Extrait du document:

Lettre publiée dans le journal Página12, signée par des personnalités politiques, intellectuelles, militantes, associatives, de France et d’autres pays, (dont des membres de la direction de FAL) et l’Assemblée de Citoyens Argentins en France (ACAF).

Pas de démocratie avec des prisonniers politiques

Tout au long de son histoire, la construction de la démocratie en Amérique latine a été systématiquement compromise par l’ingérence des intérêts économiques des puissances étrangères et des oligarchies locales. En Argentine, au milieu des années 1970, le terrorisme d’État a éliminé les opposants politiques, laissant un solde de milliers de prisonniers, assassinats et portés disparus. Il a installé des politiques néolibérales et des mécanismes de domination au travers de dettes impayables conduisant à la faillite de l’État en 2001.

Aujourd’hui, on observe de nouvelles stratégies de déstabilisation qui affaiblissent le jeu démocratique, telles que différentes formes de coups d’État – empêchement de Dilma Rousseff au Brésil (2016), coup d’État contre Evo Morales en Bolivie (2019) – et le “lawfare” (ou harcèlement judiciaire), mécanisme de persécution judiciaire des opposants politiques avec la complicité des médias concentrés et leur diffusion massive. Le “lawfare” a été – et est – utilisé dans notre région contre les dirigeants des gouvernements populaires, comme le montrent l’emprisonnement de Lula Da Silva au Brésil (2018), l’interdiction de Rafael Correa en Équateur (2018), et la persécution de la vice-présidente Cristina Fernández de Kirchner et d’anciens membres de son gouvernement en Argentine à partir de 2016.

Consignes:
(a) Extrayez de la lettre sur les prisonniers politiques le passage allant de « Lettre publiée dans » jusqu'à « l’État en 2001. » inclus.
(b) Poursuivez la lettre sur la démocratie et les prisonniers politiques en Amérique latine à partir de sa dernière phrase.

Données fournies:
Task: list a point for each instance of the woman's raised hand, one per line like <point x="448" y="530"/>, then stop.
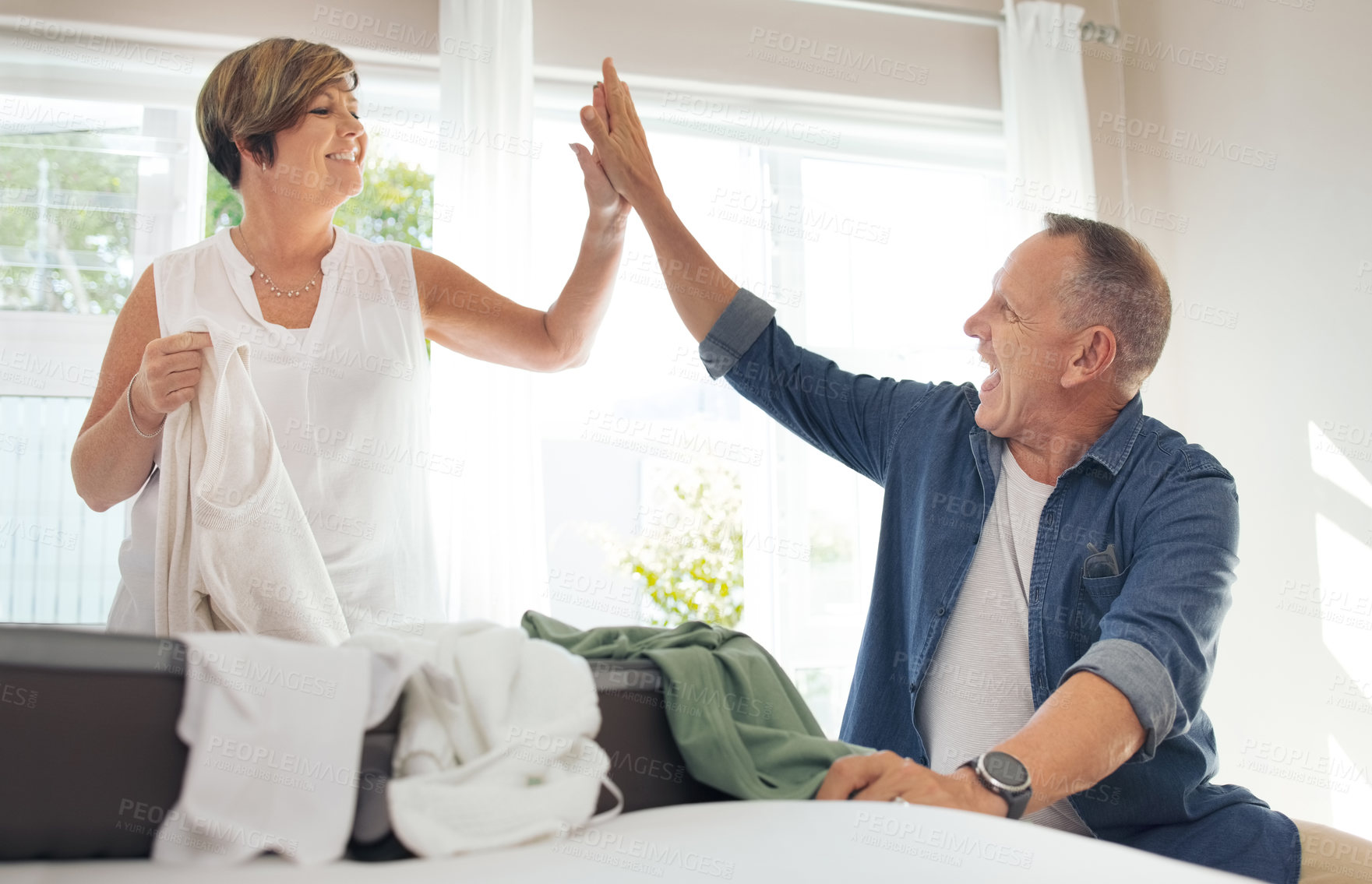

Réponses:
(a)
Lettre publiée dans le journal Página12, signée par des personnalités politiques, intellectuelles, militantes, associatives, de France et d’autres pays, (dont des membres de la direction de FAL) et l’Assemblée de Citoyens Argentins en France (ACAF).

Pas de démocratie avec des prisonniers politiques

Tout au long de son histoire, la construction de la démocratie en Amérique latine a été systématiquement compromise par l’ingérence des intérêts économiques des puissances étrangères et des oligarchies locales. En Argentine, au milieu des années 1970, le terrorisme d’État a éliminé les opposants politiques, laissant un solde de milliers de prisonniers, assassinats et portés disparus. Il a installé des politiques néolibérales et des mécanismes de domination au travers de dettes impayables conduisant à la faillite de l’État en 2001.

(b)
L’arrivée au pouvoir de Mauricio Macri en 2015 a marqué le début d’un nouveau plan d’endettement de l’Argentine par le biais de prêts non remboursables accordés par des banques privées internationales et par le FMI. Parallèlement, des politiques répressives ont été mises en œuvre, criminalisant la protestation sociale et utilisant la justice à des fins politiques.

Dans son discours inaugural du 10 décembre 2019, le président élu Alberto Fernández a déclamé : “Plus jamais une justice contaminée par les services de renseignement, les opérateurs judiciaires, les procédures obscures et les lynchages médiatiques”. Cependant, un an après son investiture, plusieurs personnalités politiques et militants des mouvements sociaux emprisonnés sous le gouvernement de Mauricio Macri sont toujours en détention.

Le cas de Milagro Sala, dirigeante sociale de l’organisation Tupac Amarú, détenue arbitrairement depuis le 16 janvier 2016 dans la province de Jujuy, est un exemple d’école de l’utilisation du “lawfare“. Le gouverneur de Jujuy, Gerardo Morales, a déployé tout l’appareil répressif en ouvrant une procédure entachée de graves irrégularités, dans le seul but de la maintenir en prison et de l’empêcher de participer à la vie politique, l’empêchant ainsi d’occuper son poste de députée du Parlasur (parlement du Mercosur) obtenu au suffrage universel.

Un autre cas emblématique est celui d’Amado Boudou, ancien vice-président de la Nation, dont la condamnation était basée sur un témoin de corruption avéré, et dont la révision du dossier a été rejetée sans explication par la Cour suprême de justice en décembre dernier. En 2009, Boudou a été l’architecte du retour à la nationalisation du système de retraite privatisé dans les années 1990 sous la présidence de Carlos Menen.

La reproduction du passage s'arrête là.